### Exercise
The records below are to be transcribed in full, exactly as given.

### Record excerpts

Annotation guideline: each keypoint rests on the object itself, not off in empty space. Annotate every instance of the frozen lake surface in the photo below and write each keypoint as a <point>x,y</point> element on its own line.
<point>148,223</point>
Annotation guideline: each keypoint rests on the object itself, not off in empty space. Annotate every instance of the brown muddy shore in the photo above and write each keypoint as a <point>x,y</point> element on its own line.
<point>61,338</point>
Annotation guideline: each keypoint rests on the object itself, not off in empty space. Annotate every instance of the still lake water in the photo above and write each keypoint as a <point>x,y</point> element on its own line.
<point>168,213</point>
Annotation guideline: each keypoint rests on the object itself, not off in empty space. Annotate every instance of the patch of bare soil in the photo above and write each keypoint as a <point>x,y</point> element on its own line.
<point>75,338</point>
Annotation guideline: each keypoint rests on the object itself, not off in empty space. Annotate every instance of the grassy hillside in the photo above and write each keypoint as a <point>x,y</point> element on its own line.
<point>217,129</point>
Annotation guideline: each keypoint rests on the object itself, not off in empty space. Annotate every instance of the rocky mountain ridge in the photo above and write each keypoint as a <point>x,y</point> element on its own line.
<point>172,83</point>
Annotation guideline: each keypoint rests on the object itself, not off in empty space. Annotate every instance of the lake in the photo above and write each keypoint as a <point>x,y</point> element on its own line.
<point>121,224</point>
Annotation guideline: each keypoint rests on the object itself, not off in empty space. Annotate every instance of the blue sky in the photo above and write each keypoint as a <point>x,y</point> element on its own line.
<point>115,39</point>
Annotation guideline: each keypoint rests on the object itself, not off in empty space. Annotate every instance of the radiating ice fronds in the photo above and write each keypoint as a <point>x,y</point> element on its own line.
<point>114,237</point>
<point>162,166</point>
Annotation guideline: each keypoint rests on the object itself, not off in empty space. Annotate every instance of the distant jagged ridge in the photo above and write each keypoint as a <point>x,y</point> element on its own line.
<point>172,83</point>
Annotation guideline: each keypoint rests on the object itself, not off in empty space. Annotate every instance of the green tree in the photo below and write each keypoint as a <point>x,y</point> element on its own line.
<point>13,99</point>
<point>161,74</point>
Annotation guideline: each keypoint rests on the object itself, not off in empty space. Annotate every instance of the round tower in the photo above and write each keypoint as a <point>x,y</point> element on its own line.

### Finished exercise
Annotation guideline: each keypoint rests on the object itself, not off in empty space. Annotate every instance of the frozen lake surface in the photo below and write each keypoint as a <point>x,y</point> element on its own line.
<point>148,223</point>
Annotation guideline: each keypoint rests on the object itself, not off in empty space. Annotate every instance of the brown muddy shore in the photo above and write each keypoint as a <point>x,y</point> element on its own line.
<point>61,338</point>
Annotation guideline: each keypoint rests on the object itself, not off in empty space. Annotate every instance of the still lake water in the photo above and write each keypoint as a <point>x,y</point> element on its own line.
<point>168,213</point>
Annotation guideline: each keypoint rests on the object itself, not off in empty space. Annotate every instance of the patch of bare soil in the photo above and write each keypoint as a <point>x,y</point> element on its own line.
<point>75,338</point>
Annotation guideline: each keypoint rests on the object itself, not off in empty space. Annotate every instance of the grassy hillside in the photo above and write each keypoint as a <point>x,y</point> element on its own line.
<point>217,129</point>
Annotation guideline: each keypoint rests on the object itself, not off in empty space. Annotate every instance of the rocky mountain ridge in the photo above and write each keypoint as a <point>x,y</point> element on its own line.
<point>172,83</point>
Annotation guideline: each keypoint rests on the object itself, not off in empty space. Annotate every instance of the lake in the photo above and write each keypoint as a <point>x,y</point> element on its own line.
<point>121,224</point>
Annotation guideline: each keypoint rests on the object itself, not off in empty space. Annotate every instance of the blue sky in the photo above and write each keypoint as a <point>x,y</point> element on its own line.
<point>115,39</point>
Annotation guideline: each keypoint rests on the object itself, not off in empty space. Annotate every instance of the radiating ice fronds in the photo above and write each keypoint as a <point>x,y</point> element on its own line.
<point>114,237</point>
<point>162,166</point>
Annotation guideline: each keypoint rests on the object itself, not off in empty space. Annotate every instance of the distant jagged ridge in the photo above and write each keypoint as a <point>x,y</point> element on its own line.
<point>172,83</point>
Annotation guideline: each keypoint rests on the object itself, not off in empty space. Annotate every instance of the green tree in the photo below and write each keypoint as a <point>x,y</point> element on its own line.
<point>13,99</point>
<point>161,74</point>
Annotation guideline: each keypoint rests on the object itself, not off in empty space. Annotate every instance of the round tower in the photo above and write each keypoint as a <point>x,y</point> element on its own line.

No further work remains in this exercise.